§ **Short exercise**:
From the line containing "drop a point: the wooden building" down to the last line of the records below, copy every line exactly. Leave out everything before it.

§ **Records shown**:
>> Start

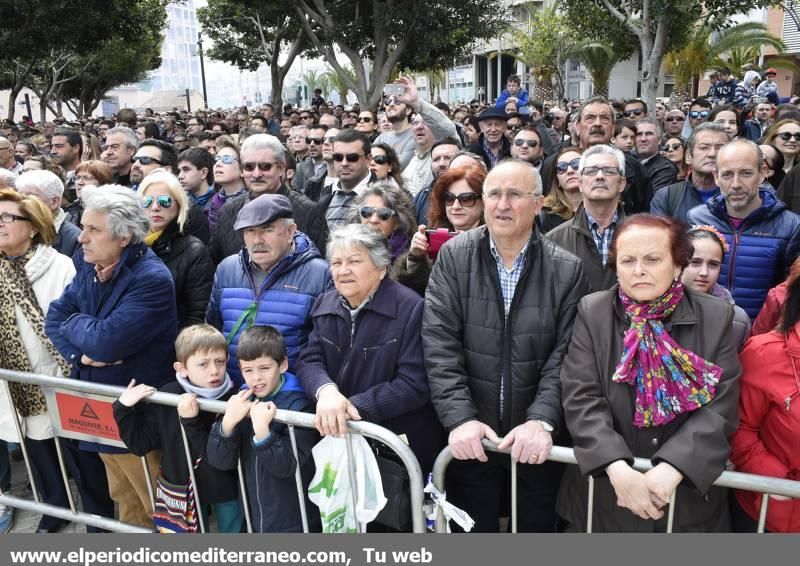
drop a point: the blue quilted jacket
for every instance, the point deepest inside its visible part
(283, 301)
(761, 250)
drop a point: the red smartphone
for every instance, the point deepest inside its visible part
(437, 238)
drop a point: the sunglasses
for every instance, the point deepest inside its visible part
(350, 157)
(145, 160)
(562, 166)
(164, 201)
(383, 213)
(261, 165)
(226, 159)
(467, 200)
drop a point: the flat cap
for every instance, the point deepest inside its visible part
(263, 210)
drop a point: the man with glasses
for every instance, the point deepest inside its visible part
(588, 235)
(488, 379)
(314, 165)
(527, 146)
(398, 111)
(648, 145)
(594, 125)
(635, 109)
(263, 163)
(763, 234)
(677, 199)
(673, 123)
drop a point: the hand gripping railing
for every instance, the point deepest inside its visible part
(290, 418)
(735, 480)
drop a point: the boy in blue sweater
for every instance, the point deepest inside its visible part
(264, 445)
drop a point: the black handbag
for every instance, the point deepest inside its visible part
(396, 515)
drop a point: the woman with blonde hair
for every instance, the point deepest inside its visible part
(166, 205)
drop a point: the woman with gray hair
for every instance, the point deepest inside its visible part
(364, 356)
(386, 208)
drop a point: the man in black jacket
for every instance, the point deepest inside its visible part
(494, 342)
(263, 162)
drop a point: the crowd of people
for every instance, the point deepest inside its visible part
(592, 274)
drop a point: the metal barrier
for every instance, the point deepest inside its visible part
(735, 480)
(290, 418)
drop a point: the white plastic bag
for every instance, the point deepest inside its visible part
(331, 491)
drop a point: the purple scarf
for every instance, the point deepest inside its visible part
(668, 379)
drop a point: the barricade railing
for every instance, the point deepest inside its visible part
(292, 419)
(734, 480)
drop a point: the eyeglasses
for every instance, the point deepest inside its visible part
(164, 201)
(383, 213)
(562, 166)
(8, 218)
(467, 200)
(261, 165)
(529, 143)
(512, 195)
(350, 157)
(146, 160)
(591, 171)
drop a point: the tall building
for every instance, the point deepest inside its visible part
(180, 64)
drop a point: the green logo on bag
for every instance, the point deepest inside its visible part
(326, 483)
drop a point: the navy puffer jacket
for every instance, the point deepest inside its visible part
(761, 250)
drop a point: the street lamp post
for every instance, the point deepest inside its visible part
(202, 67)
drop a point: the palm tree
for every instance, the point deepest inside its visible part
(705, 46)
(599, 59)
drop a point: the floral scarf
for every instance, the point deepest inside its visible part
(668, 379)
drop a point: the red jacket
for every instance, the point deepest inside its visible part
(768, 437)
(770, 314)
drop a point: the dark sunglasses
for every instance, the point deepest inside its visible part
(145, 160)
(350, 157)
(261, 165)
(562, 166)
(467, 200)
(383, 213)
(164, 201)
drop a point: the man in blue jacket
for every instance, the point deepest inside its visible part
(763, 234)
(273, 280)
(117, 321)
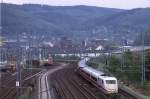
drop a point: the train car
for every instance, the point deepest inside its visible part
(47, 62)
(50, 61)
(106, 83)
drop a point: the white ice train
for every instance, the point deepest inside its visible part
(107, 84)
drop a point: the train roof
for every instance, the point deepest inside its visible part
(82, 63)
(93, 72)
(107, 78)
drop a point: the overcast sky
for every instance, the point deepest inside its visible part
(123, 4)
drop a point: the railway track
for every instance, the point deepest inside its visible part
(9, 88)
(70, 85)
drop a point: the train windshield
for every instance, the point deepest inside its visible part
(110, 81)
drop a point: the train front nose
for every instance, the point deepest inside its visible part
(112, 88)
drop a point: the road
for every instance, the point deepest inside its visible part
(44, 88)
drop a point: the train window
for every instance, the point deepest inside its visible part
(110, 81)
(102, 82)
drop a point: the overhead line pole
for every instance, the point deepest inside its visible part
(143, 59)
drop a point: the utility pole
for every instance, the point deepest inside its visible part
(143, 59)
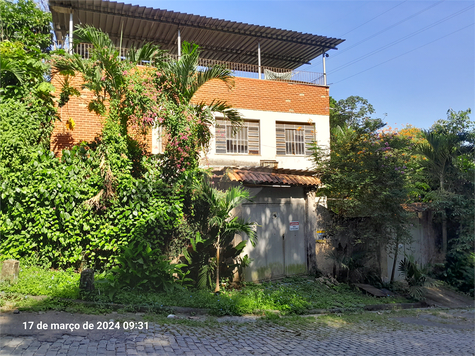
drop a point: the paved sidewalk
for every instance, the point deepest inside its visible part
(449, 332)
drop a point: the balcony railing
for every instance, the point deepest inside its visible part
(238, 69)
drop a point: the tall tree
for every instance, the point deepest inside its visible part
(221, 225)
(184, 77)
(448, 150)
(363, 177)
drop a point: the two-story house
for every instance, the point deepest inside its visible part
(285, 109)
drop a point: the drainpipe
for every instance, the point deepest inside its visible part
(324, 69)
(179, 44)
(71, 32)
(259, 58)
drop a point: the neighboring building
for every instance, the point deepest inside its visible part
(284, 109)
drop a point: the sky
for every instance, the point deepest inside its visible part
(412, 60)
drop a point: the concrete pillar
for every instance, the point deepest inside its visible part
(10, 271)
(179, 44)
(259, 58)
(71, 28)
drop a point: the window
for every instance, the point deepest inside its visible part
(294, 138)
(236, 142)
(243, 141)
(294, 142)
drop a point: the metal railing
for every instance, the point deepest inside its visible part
(238, 69)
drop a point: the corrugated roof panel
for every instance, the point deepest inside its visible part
(221, 39)
(266, 177)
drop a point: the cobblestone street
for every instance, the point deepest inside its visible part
(450, 332)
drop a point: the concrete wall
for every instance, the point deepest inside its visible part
(280, 250)
(423, 246)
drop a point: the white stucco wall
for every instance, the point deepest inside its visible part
(267, 149)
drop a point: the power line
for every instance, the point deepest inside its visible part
(389, 27)
(377, 65)
(401, 39)
(364, 23)
(384, 30)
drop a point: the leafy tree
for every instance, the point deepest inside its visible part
(355, 112)
(364, 175)
(448, 150)
(183, 78)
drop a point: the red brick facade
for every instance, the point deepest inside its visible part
(265, 95)
(88, 125)
(253, 94)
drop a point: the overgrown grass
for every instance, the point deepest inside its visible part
(298, 295)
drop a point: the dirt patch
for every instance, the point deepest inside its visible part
(443, 297)
(448, 319)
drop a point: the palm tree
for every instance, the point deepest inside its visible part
(103, 71)
(222, 225)
(184, 77)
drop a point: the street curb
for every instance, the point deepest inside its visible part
(372, 307)
(201, 311)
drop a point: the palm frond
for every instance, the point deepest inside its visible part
(9, 66)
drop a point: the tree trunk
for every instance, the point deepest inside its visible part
(444, 233)
(394, 262)
(217, 267)
(444, 220)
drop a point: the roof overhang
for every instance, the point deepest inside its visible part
(218, 39)
(268, 176)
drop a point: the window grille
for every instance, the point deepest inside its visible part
(294, 138)
(244, 141)
(236, 142)
(294, 142)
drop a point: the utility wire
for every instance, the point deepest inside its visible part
(389, 27)
(403, 54)
(401, 39)
(384, 30)
(364, 23)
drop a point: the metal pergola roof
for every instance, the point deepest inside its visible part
(218, 39)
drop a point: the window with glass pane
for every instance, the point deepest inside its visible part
(294, 142)
(236, 142)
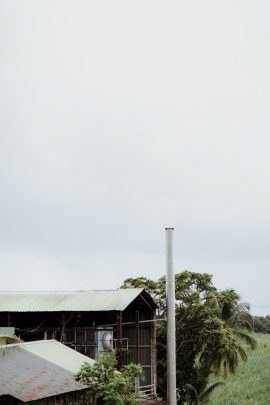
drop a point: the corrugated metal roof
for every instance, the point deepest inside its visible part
(53, 301)
(41, 369)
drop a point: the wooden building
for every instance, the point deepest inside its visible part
(91, 322)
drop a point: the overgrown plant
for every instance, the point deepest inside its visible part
(108, 386)
(209, 325)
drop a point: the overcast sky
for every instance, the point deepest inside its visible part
(119, 118)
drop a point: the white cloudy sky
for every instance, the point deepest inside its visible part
(119, 118)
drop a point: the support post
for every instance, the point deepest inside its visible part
(170, 301)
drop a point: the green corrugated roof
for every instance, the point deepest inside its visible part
(41, 369)
(53, 301)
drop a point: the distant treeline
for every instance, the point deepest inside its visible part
(261, 324)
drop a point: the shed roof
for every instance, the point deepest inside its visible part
(40, 369)
(53, 301)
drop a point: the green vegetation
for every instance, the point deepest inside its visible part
(261, 324)
(211, 327)
(251, 383)
(106, 385)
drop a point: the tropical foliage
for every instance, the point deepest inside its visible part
(106, 385)
(209, 328)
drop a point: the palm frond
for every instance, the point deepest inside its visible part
(203, 398)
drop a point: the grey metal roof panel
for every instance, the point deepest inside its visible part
(41, 369)
(53, 301)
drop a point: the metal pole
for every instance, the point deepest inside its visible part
(170, 301)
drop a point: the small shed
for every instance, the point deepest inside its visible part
(40, 370)
(90, 322)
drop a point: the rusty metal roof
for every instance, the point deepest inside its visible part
(41, 369)
(53, 301)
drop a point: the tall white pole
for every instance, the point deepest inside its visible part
(170, 301)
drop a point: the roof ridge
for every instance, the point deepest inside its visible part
(33, 342)
(68, 291)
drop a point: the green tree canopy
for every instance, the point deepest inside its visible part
(209, 325)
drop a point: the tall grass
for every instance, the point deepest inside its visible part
(251, 384)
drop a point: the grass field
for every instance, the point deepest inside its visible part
(251, 384)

>> End

§ **Solution to this problem**:
drop a point: the wooden building
for every instance, the point deepest inside its visible part
(91, 322)
drop a point: the overgrown plant
for every instance, the point deepest inside its visible part
(108, 386)
(209, 325)
drop a point: the overcast sky
for every instance, the point deepest inside its visible part
(119, 118)
drop a point: the white cloudy sky
for every instance, the point deepest inside its visible part
(119, 118)
drop a point: the support post
for every instance, the point deepest inside its visible part
(170, 301)
drop a point: the green corrugated roof
for every instance, the point deepest inside its visible part
(41, 369)
(53, 301)
drop a point: the distant treeline
for every instance, the point deepest inside its visible part
(261, 324)
drop a point: the shed roof
for every instance, the point deepest inside its visible part
(40, 369)
(53, 301)
drop a point: the green vegetation
for every instance, the point deepest inside its visible part
(261, 324)
(211, 327)
(251, 383)
(106, 385)
drop a point: the tropical foliage
for every instance, the point deepest inside its visible part
(106, 385)
(209, 328)
drop a point: the palm frond
for every instance, the point deepest inside its visible part
(203, 398)
drop a point: the grey metal roof panel
for every instance, the point deepest inside its visible part
(41, 369)
(53, 301)
drop a point: the metal pole
for every instance, the point deepest inside its visible part
(170, 301)
drop a point: the small shed
for every instance, the point deepest inside its visible part
(40, 370)
(90, 322)
drop a point: the rusty metal roof
for every instance, the point deepest inside its visible part
(41, 369)
(53, 301)
drop a point: the tall white pole
for every instance, the point deepest inside its visible part
(170, 301)
drop a point: the roof ridge
for every instance, the point deepest inside its visible part
(33, 342)
(68, 291)
drop a point: the green tree canopy
for every instance, the point deepest inside its visible part
(209, 325)
drop a point: the tall grass
for every instance, the point deepest inside its visible part
(251, 384)
drop a point: the grass field
for every instance, the point deepest inside its visible part
(251, 384)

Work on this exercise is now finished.